Selection =>
[Start]
# Crankshaft position & Engine speed sensor malfunctions



## beyond aggrivated (Feb 11, 2014)

I have replaced both the crankshaft position and engine speed sensor on my 06 Altima 2.5l and I'm having the service engine soon light on and malfunction codes coming up?

The car is sometimes difficult to start and engine stalls out (mostly when in gear at idle)

Can anyone help?:crying:


----------



## b13er (Apr 7, 2010)

What codes are coming up?


----------



## beyond aggrivated (Feb 11, 2014)

335 and 725


----------



## b13er (Apr 7, 2010)

From what little google research I did, apparently it's a common problem with your car.

Check this out:

06 Altima po #"s 335 & 725
"You changed the cam position sensor. These look identical.
There is only one crank sensor and it is also the engine speed sensor for the transmission which is why you have the P0725 code as well.
They likely gave you the right part, you just inadvertently installed it in the wrong location.
I don't have access to the most current part numbers. "
http://www.justanswer.com/nissan/45xpu-nissan-datsun-altima-s-06-nissan-altima-2-5-qr25de.html

Check out this topic, looks like you're not the only one who is stumped: Error Code 725 and 335 - Nissanhelp.com Forums


----------
[End]
Request 1 => Return, unchanged, everything in the listing from the line that contains "Each instance receives one keypoint. Mark the tree" down to the end of the listing.
The listing has no connection to the forum thread.

Material shown =>
[Start]
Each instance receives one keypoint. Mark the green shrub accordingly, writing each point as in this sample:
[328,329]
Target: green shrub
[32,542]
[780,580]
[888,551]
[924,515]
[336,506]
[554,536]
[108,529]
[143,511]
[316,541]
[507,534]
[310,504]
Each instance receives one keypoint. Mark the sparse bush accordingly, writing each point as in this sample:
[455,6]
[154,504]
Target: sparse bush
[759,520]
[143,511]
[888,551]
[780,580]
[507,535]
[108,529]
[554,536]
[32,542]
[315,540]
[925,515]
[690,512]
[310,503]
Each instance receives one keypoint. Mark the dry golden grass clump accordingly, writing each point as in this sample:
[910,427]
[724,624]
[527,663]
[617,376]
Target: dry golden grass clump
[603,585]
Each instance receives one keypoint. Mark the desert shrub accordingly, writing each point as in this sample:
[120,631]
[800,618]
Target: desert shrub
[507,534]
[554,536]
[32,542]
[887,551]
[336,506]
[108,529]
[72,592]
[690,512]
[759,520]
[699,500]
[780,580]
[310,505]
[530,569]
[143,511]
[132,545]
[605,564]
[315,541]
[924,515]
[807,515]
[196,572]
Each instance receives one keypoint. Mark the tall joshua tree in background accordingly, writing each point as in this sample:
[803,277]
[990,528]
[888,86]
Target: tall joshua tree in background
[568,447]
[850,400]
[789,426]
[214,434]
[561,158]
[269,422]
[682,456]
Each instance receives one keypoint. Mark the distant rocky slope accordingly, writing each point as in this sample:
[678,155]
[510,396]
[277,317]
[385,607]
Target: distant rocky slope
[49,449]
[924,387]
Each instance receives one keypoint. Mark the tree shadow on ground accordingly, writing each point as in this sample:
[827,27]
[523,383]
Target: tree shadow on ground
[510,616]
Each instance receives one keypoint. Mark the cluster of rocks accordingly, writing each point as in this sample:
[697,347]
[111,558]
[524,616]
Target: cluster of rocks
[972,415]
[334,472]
[End]
Request 2 => Retype everything in the forum thread from "I have replaced" down to "codes coming up?", character for character.

Solution 1 =>
Each instance receives one keypoint. Mark the tree shadow on ground accordingly, writing each point as in this sample:
[827,27]
[523,383]
Target: tree shadow on ground
[510,616]
Each instance receives one keypoint. Mark the cluster of rocks accordingly, writing each point as in this sample:
[697,347]
[111,558]
[524,616]
Target: cluster of rocks
[972,415]
[334,472]

Solution 2 =>
I have replaced both the crankshaft position and engine speed sensor on my 06 Altima 2.5l and I'm having the service engine soon light on and malfunction codes coming up?